* **Text provided**:
The U.N. Population Fund also called on global leaders to address population issues since 200 million poor women in developing countries want smaller families but lack necessary information and access to family planning, the Maxims News Network reported July 5.
More News to Jeer This Week:
Domestic workers in Saudi Arabia are subject to serious human rights abuses as they experience months or years of unpaid wages, forced imprisonment, physical and sexual abuse, and lashings for false charges of theft, adultery or “witchcraft,” according to a July 8 report from Human Rights Watch. Saudi households employ approximately 1.5 million domestic workers, mainly from Indonesia, Sri Lanka, the Philippines and Nepal. The report is based on 142 interviews with domestic workers, senior government officials and labor recruiters in Saudi Arabia.
Human Rights Watch also criticized the Peruvian government for refusing to provide accurate information about the availability of therapeutic abortions to protect women whose health is endangered by pregnancy, Reuters reported July 9. As a result, the human rights group says women are compelled to undergo unsafe abortions.

* **Task**:
Rewrite the paragraph beginning "Domestic workers in Saudi Arabia" from the news roundup as a short bulleted list, keeping its main facts.

* **Data for review**:
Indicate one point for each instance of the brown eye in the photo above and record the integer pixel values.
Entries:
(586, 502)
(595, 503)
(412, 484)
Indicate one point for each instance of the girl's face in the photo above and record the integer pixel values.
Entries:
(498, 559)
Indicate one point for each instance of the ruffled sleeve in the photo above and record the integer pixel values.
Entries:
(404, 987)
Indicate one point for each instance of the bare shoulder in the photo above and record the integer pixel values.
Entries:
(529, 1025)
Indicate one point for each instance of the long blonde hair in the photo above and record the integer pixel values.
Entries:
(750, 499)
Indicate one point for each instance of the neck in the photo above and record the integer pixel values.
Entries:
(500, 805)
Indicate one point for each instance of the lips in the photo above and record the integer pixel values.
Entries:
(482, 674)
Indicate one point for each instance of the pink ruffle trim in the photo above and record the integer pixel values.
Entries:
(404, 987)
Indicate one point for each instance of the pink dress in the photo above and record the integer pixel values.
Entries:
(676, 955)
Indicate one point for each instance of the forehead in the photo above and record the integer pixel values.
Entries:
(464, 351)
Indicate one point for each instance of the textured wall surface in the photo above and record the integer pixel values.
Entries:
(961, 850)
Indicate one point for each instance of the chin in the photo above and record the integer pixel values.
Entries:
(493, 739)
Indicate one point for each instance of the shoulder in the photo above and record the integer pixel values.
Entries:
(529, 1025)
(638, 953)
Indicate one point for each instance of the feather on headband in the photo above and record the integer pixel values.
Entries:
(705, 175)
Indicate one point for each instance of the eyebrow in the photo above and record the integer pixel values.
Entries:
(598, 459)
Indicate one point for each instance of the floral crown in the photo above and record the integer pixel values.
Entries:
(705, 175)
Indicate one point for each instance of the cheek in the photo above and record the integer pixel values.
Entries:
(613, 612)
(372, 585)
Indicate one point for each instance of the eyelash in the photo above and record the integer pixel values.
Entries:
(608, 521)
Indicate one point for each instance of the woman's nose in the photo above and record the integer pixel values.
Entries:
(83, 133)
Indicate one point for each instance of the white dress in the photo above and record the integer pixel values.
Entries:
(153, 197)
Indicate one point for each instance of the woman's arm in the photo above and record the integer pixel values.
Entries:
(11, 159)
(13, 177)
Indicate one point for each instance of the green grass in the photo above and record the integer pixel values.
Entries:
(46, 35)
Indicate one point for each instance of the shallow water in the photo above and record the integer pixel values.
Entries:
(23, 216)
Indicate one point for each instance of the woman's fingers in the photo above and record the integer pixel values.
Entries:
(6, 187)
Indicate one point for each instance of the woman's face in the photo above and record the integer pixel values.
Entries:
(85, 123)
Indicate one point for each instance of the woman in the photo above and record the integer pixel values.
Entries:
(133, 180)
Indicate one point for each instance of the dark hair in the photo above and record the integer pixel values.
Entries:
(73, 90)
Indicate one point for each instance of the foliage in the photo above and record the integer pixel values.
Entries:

* **Written solution**:
- Domestic workers in Saudi Arabia face serious human rights abuses: months or years of unpaid wages, forced imprisonment, physical and sexual abuse, and lashings for false charges of theft, adultery or "witchcraft."
- Source: a July 8 Human Rights Watch report.
- Saudi households employ about 1.5 million domestic workers, mainly from Indonesia, Sri Lanka, the Philippines and Nepal.
- The report draws on 142 interviews with domestic workers, senior government officials and labor recruiters in Saudi Arabia.